"The new wireless network is RFID-compliant so we can track things going across hospital whether it's valuable equipment or blood or whatever. We're about to put a layer of software across the network to make it much more efficient for clinicians so they'll have single sign-on to multiple systems and session persistence so they can go from using one device to another, leaving the system at a certain point in a patient record and joining it on another device at exactly the same place.
"We'll also have mobile device management so doctors can use tablets and laptops for electronic prescribing."
But IT isn't only being used to address broad issues, and specific targets can be met with an application of new technology.
"Last year one of the targets was that 90% of qualifying patients [by age or illness] needed to be assessed for VTE (deep vein thrombosis) so we incorporated something into our patients record system which not only allows you to do the assessment on the system but also lets you order surgical stockings. It sounds trivial but it helped make sure we met the target and ensures we deliver better care."
Having all this data on portable devices could post a greater security threat than even the outgoing paper-based systems, but Kingston's wireless network helps guard against any such breaches.
"We can wipe devices remotely, while some of the software doesn't store data on the device so if a device is lost there won't be any patient data on there. There have been scares about lorries dumping patient records in the street, but because of the way we're setting it up it can't happen. Information security is absolutely vital."

- [Extracted information]:
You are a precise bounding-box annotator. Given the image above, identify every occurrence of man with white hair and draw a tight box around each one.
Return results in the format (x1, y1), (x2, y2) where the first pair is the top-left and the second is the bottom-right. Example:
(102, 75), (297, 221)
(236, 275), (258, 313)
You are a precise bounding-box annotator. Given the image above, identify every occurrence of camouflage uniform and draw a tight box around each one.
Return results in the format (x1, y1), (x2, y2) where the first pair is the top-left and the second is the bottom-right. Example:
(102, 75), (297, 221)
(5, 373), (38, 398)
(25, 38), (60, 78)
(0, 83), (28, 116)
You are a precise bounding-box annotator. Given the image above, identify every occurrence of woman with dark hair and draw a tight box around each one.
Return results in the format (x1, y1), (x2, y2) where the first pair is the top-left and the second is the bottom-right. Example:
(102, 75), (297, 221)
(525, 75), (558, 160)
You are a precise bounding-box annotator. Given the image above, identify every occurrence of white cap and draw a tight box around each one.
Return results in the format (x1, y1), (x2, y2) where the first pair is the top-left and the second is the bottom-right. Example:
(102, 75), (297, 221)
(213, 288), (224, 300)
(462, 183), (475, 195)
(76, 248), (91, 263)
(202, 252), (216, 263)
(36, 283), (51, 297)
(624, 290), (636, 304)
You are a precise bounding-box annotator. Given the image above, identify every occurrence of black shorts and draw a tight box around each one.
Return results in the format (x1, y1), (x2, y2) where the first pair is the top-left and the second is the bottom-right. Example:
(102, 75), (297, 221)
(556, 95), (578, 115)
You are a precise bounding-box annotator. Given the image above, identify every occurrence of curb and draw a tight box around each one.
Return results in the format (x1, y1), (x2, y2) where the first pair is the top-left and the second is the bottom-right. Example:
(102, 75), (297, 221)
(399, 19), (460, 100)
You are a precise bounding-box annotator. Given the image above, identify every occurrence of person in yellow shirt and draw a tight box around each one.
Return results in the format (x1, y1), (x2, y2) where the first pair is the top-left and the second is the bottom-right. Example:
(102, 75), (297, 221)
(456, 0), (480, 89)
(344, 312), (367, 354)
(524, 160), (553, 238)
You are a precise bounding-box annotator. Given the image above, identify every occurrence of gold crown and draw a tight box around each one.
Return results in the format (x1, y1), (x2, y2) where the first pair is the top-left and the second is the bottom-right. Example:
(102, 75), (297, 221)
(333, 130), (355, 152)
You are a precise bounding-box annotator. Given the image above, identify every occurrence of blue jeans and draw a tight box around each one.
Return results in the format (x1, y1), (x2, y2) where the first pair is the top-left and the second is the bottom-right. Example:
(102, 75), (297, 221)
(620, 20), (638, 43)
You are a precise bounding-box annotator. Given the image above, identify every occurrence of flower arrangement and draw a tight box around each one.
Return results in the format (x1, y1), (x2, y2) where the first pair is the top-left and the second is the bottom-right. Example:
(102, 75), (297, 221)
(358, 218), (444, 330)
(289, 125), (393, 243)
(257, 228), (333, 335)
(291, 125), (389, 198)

- [Try it]:
Reproduce the hospital IT passage between "Having all this" and "any such breaches.", inclusive, substituting "paper records" for "paper-based systems".

- [Result of this task]:
Having all this data on portable devices could post a greater security threat than even the outgoing paper records, but Kingston's wireless network helps guard against any such breaches.